___ SOURCE TEXT

Extending Airtunnel

Airtunnel was built to be easily extendable. To give some inspiration of what can be done and how, this section shows some common use-cases.

Extra Declaration Properties

As noted, data asset declaration options are still a (too) small set of sensible defaults.

To still enable the use of the declaration store for any properties you like, we created the (schemaless) extra section.

Example

An example use case for this would be that one would like to additionally declare maintainers alongside with their data asset declaration.

We can easily define this in a my_asset.yaml using extra declarations:

type: derived

extra:
      maintainer:
         Tom

And the usage of this value is as simple as:

from airtunnel.declaration_store import DataAssetDeclaration
d = DataAssetDeclaration("my_asset")

______
___ PROVIDED DATA

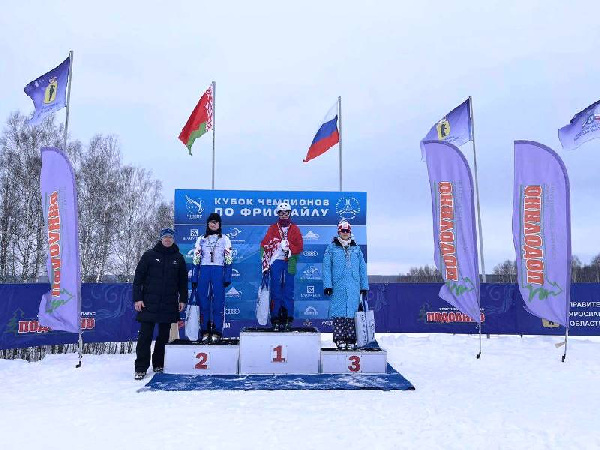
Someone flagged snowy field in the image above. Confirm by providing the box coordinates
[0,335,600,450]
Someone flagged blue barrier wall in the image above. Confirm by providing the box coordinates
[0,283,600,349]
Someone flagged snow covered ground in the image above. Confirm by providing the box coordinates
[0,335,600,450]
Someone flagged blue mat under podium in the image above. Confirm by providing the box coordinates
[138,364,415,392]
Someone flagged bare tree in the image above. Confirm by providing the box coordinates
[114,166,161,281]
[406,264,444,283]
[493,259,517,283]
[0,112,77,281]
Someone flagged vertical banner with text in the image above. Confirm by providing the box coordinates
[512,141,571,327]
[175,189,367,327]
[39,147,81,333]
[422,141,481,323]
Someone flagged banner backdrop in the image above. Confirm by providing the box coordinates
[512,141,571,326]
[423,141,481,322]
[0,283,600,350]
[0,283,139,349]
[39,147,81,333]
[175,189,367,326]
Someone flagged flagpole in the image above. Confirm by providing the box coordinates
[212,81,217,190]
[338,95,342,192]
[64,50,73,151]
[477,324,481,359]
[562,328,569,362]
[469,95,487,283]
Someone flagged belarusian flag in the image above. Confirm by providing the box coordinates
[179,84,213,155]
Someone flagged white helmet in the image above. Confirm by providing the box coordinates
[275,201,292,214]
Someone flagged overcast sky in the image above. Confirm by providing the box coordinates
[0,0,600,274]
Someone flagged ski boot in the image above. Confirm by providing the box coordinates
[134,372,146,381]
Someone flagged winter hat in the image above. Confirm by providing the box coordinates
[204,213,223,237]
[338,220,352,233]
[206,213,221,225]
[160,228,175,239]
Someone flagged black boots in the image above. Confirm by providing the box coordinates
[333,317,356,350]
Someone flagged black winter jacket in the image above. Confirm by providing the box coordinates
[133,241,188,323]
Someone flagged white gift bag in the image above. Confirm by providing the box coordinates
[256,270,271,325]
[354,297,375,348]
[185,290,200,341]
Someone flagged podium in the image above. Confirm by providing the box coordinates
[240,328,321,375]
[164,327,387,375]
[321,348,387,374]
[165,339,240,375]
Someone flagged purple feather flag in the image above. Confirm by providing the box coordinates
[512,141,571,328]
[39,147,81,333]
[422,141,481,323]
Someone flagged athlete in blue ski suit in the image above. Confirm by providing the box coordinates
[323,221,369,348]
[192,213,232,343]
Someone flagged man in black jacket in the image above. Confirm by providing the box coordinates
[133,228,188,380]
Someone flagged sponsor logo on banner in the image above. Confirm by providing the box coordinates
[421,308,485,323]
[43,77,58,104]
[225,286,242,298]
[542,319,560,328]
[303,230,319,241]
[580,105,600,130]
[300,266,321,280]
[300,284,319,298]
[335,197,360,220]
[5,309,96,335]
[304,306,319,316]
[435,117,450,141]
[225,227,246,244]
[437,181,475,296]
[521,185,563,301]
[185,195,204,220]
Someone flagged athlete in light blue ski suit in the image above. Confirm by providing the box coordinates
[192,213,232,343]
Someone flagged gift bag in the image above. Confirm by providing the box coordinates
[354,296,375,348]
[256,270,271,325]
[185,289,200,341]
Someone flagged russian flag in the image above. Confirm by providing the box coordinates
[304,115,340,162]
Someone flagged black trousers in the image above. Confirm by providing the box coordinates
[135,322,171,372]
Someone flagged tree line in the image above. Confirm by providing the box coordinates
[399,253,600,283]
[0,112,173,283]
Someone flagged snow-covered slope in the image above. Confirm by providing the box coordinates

______

EXERCISE SET
1. In the Airtunnel extension guide, who is declared as the maintainer in the example my_asset.yaml?
2. Render the lines of the records as a JSON list of strings, one string per line and blank lines omitted, starting at the line containing "Someone flagged sponsor" and ending at the line containing "[335,197,360,220]", both included.

FULL SOLUTIONS
1. Tom

2.
[
  "Someone flagged sponsor logo on banner in the image above. Confirm by providing the box coordinates",
  "[421,308,485,323]",
  "[43,77,58,104]",
  "[225,286,242,298]",
  "[542,319,560,328]",
  "[303,230,319,241]",
  "[580,105,600,130]",
  "[300,266,321,280]",
  "[300,284,319,298]",
  "[335,197,360,220]"
]